Page »
Why is the Tibetan Mastiff breed so famous in China? Why do so many dog lovers pay such a hefty price for the Tibetan mastiff? Let us explore this amazing breed in-depth. Let us also try to find out if the Tibetan Mastiff is the best breed suitable for you.
This page not only includes precise info, facts, FAQs, breed standards, and info. For choosing the best Tibetan Mastiff puppy, many more insights and knowledge derived from years of experience with owning, training, breeding, and judging the Tibetan Mastiff breed in the show ring.
Tibetan Mastiff dog breed
Great praise has surrounded the Tibetan Mastiff dog breed since its first discovery in antiquity. From the mentioning by Aristotle (384-322 BC) to the famous writings of Marco Polo, who went to Asia in 1271, all historical reports praise the natural strength and impressiveness of the lion dog Tibetan Mastiff – both physically and mentally. Even its bark has been described as a unique and highly treasured feature of the breed. Leading European cynologists of the past, like Martin and Youatt, Megnin, Beckmann, Siber as well as Strebel and Bylandt, have intensively covered the Tibetan Mastiff dog breed, as they had been fascinated by its origin and function in the Tibetan culture. Some even considered the Tibetan Mastiff dog breed to be the forefather of all large mountain and massive mastiff breeds.

Required tasks »
1 > Answer these from the Tibetan Mastiff text:
(a) In which country is the breed said to be so famous?
(b) In what year did Marco Polo go to Asia?
(c) Some considered the breed the forefather of which breeds?
2 > Retype the stretch of the Tibetan Mastiff text from "This page not" through "the show ring.".
3 > Extend the Tibetan Mastiff text with a few sentences that pick up after its final one.

Data entries »

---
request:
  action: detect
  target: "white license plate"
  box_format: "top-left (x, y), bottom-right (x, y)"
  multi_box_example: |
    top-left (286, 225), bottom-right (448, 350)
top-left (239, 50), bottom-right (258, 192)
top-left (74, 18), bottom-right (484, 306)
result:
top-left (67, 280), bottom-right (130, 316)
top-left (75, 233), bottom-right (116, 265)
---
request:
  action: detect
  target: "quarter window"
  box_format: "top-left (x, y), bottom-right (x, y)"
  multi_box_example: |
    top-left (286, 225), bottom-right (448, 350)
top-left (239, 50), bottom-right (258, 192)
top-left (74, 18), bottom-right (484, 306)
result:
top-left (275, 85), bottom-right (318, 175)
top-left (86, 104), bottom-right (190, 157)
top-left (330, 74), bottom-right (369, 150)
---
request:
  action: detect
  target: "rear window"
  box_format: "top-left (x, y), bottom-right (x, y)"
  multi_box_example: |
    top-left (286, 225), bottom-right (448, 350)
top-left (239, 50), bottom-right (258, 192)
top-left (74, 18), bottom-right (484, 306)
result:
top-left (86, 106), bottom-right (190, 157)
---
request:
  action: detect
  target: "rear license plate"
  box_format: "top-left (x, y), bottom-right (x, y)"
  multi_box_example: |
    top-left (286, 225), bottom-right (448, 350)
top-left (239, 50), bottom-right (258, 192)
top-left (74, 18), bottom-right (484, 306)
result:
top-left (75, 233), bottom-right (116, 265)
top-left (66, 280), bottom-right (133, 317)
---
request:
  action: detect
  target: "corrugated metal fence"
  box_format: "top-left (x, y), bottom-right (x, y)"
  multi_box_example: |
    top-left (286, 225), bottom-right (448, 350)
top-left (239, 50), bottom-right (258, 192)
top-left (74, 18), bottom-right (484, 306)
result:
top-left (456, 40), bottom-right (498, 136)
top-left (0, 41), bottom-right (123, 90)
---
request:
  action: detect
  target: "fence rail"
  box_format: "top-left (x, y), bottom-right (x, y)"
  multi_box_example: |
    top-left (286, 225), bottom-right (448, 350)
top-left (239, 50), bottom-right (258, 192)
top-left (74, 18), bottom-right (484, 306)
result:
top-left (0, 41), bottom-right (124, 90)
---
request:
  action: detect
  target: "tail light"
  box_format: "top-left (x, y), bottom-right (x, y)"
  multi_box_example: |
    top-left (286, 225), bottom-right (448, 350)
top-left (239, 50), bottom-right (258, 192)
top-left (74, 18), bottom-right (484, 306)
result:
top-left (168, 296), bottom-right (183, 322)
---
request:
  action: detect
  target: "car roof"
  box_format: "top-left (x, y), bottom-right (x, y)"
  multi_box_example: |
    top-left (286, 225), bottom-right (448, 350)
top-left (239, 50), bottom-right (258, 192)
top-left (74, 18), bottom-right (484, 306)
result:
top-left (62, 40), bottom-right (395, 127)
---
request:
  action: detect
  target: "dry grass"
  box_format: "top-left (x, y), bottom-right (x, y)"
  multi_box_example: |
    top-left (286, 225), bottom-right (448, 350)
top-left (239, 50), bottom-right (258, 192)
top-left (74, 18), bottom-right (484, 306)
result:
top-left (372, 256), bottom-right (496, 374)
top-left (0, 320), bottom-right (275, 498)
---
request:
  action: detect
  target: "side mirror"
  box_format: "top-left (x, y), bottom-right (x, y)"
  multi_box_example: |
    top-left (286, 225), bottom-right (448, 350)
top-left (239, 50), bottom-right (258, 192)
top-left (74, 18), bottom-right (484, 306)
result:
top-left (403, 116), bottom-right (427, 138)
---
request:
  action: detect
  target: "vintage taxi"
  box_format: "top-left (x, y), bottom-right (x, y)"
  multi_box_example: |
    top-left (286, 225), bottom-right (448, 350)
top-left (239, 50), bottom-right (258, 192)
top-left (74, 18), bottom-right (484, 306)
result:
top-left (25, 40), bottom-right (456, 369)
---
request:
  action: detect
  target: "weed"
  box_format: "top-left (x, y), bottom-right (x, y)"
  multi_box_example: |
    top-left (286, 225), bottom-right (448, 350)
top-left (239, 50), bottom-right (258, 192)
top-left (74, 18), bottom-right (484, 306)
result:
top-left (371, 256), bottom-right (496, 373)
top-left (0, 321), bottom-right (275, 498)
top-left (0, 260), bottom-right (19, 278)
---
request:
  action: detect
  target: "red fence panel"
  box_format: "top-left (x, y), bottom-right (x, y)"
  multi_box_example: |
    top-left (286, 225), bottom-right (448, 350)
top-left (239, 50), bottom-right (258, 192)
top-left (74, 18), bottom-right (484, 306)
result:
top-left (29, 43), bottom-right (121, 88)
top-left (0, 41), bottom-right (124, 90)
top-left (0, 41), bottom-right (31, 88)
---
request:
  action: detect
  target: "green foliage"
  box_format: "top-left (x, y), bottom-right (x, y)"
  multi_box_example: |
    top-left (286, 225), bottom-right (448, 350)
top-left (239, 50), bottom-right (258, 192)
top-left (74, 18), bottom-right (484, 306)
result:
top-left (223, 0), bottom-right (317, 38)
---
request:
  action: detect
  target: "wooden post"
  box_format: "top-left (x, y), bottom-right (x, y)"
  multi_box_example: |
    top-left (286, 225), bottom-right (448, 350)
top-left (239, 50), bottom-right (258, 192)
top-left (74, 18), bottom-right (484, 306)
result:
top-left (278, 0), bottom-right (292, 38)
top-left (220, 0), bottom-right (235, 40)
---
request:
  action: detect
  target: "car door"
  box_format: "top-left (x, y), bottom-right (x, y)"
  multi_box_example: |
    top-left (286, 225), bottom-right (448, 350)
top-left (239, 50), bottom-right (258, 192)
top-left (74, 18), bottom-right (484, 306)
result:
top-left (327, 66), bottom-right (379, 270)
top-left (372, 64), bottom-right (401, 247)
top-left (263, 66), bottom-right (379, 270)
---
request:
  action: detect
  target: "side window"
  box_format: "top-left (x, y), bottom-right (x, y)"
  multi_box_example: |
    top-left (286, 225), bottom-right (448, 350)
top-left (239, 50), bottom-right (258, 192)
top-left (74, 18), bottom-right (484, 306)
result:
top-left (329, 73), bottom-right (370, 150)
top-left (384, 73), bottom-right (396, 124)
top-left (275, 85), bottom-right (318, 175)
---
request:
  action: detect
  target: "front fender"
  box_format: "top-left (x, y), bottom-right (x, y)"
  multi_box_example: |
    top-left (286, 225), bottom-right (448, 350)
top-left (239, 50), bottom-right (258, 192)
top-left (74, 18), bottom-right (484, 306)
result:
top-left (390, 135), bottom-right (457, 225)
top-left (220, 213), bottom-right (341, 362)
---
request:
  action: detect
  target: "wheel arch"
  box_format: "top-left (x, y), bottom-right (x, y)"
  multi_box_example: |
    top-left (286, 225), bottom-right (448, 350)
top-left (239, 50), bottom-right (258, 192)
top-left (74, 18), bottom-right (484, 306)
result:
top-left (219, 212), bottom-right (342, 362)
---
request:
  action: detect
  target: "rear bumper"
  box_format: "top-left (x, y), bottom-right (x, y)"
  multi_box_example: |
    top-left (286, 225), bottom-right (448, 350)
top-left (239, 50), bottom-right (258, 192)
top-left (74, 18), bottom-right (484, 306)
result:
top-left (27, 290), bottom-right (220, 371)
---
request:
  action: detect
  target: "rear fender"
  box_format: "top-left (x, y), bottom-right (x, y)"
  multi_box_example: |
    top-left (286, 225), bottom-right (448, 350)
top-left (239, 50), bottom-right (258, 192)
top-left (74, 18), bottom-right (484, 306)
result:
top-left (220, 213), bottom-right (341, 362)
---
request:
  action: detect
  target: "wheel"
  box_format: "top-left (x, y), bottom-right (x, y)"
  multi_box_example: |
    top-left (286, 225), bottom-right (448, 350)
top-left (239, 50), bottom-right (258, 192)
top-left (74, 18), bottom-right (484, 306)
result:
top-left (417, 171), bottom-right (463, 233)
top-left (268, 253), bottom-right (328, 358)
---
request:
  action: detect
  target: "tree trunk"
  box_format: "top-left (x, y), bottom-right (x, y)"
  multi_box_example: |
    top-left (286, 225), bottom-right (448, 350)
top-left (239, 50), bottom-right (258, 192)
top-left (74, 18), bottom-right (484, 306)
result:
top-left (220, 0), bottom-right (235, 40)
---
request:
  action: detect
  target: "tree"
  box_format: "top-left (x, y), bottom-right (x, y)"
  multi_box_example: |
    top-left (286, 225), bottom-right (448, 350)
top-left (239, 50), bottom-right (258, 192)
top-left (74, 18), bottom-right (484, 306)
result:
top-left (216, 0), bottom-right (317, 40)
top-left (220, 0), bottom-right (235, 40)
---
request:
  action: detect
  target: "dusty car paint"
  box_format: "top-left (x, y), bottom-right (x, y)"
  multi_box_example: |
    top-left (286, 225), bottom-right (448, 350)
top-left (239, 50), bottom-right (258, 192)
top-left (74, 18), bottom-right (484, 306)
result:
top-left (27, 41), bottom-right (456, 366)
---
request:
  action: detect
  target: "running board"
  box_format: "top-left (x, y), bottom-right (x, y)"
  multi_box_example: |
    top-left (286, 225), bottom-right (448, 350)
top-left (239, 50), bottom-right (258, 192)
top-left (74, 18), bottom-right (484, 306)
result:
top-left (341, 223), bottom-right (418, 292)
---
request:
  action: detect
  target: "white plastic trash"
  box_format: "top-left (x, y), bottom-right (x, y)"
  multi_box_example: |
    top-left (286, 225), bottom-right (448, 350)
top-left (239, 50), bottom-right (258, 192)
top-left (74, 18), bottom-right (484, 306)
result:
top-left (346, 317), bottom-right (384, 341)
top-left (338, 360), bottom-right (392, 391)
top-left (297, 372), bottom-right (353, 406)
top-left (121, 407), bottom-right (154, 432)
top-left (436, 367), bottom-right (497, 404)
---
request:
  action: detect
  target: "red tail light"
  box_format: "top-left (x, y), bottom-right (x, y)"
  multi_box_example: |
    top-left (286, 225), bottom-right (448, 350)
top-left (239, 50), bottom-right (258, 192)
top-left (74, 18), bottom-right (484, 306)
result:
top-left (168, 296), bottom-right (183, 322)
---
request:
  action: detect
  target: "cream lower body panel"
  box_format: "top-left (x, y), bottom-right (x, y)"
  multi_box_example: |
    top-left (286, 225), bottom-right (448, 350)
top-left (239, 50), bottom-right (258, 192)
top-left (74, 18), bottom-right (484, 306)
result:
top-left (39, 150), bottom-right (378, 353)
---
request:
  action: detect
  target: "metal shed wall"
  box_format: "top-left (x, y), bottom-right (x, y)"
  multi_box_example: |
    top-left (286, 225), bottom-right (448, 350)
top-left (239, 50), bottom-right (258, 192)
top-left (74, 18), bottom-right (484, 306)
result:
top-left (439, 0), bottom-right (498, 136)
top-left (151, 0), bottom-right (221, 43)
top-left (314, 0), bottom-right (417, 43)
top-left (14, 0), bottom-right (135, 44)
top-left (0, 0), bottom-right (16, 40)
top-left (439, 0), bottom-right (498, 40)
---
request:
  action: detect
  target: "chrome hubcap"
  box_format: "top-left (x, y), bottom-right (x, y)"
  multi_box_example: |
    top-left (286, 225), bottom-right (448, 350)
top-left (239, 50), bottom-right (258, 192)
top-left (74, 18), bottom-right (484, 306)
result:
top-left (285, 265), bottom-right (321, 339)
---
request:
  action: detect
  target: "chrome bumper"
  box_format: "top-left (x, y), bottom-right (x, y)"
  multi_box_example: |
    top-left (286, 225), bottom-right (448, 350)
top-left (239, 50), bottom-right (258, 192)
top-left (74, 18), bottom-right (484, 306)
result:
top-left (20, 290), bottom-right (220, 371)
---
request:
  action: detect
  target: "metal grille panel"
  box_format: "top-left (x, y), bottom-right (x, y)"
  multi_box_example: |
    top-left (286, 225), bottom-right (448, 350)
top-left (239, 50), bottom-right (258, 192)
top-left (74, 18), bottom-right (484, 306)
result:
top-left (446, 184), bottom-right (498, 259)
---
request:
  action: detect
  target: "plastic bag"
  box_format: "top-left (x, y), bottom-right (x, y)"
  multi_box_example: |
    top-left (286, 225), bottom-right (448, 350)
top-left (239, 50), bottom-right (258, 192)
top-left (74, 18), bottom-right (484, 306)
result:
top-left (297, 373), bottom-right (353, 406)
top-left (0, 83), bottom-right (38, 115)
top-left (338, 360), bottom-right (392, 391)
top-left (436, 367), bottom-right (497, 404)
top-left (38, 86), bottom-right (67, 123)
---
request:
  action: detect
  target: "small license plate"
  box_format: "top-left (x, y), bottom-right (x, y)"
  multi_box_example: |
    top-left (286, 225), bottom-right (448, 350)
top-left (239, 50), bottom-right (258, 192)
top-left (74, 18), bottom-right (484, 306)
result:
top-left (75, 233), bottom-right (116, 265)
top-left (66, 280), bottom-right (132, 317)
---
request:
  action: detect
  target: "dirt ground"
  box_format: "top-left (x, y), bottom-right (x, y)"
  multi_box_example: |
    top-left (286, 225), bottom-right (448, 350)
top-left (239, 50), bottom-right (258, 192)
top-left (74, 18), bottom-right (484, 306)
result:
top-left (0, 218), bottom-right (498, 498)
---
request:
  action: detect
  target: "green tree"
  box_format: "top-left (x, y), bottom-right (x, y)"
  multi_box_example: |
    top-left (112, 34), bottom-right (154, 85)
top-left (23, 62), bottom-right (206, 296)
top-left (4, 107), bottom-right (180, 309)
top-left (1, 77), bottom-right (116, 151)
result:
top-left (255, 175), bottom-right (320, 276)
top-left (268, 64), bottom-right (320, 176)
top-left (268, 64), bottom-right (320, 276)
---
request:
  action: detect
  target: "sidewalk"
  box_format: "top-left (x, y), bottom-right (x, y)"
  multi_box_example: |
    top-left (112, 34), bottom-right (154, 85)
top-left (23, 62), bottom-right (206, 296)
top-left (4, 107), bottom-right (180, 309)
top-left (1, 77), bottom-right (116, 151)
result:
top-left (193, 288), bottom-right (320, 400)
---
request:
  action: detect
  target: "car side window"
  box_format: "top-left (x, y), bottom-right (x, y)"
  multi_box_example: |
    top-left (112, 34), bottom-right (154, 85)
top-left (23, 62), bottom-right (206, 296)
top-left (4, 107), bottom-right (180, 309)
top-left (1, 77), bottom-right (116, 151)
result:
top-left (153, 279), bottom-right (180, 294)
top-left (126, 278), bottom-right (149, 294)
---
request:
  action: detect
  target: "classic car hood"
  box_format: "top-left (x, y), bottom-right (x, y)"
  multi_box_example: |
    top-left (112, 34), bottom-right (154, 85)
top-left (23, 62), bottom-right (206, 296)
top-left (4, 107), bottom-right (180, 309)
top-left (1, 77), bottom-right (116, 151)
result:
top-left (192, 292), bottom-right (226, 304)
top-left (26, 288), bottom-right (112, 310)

Outputs in order »
1 >
(a) China
(b) 1271
(c) All large mountain and massive mastiff breeds

2 >
This page not only includes precise info, facts, FAQs, breed standards, and info. For choosing the best Tibetan Mastiff puppy, many more insights and knowledge derived from years of experience with owning, training, breeding, and judging the Tibetan Mastiff breed in the show ring.

3 >
Tibetan Mastiff FAQs
Let us seek some answers related to the Tibetan Mastiff breed. Are they aggressive? Do they shed a lot? Do they bark a lot? Are they good guard dogs? Are they good family dogs? Good with children? And many more questions that a potential Tibetan Mastiff owner may be concerned about.
What is the difference between Dho-Khyi and Tsang-Khyi Tibetan Mastiffs?
Tsang-Khyi Tibetan Mastiffs are larger than the Do-Khyi. The Do-Khyi are dogs for guarding flocks of sheep of the Tibetan nomadic shepherds or villagers. The Tsang-Khyi, on the other hand, serves as guardians, though, in this, they protect the Buddhist monks or lamas of Tibet.
Are Tibetan Mastiffs aggressive?
Yes and No. They are wise about their aggressiveness. They will not intimidate or attack everyone they see when people are around, and everything is normal. But during the night-time, when they are guarding, they will be thorough about their guard duty. Some Tibetan Mastiffs are more protective of guarding and watchdog work than other breeds. The breed can be highly territorial. Once off territory, they are usually non-territorial. They may also be aggressive with dogs of the same sex. They look intimidating, and often their mere presence is enough to discourage intruders.
Are Tibetan Mastiffs friendly?
Yes, they can be friendly with their owners and family. However, strangers often find them too intimidating to approach and touch. Don’t expect them to wag their tail and welcome everyone to play with them as a Golden Retriever or Boxer would! Also, they are huge and look intimidating. Strangers will usually prefer viewing them from a distance.
Do Tibetan Mastiffs bark a lot?
No. Tibetan Mastiffs do not bark a lot. They bark at night (but not a lot). They have a deep, impressive bark. Tibetan Mastiffs are famous for their deep impressive bark.
Are Tibetan Mastiffs banned in the United States? Around the world?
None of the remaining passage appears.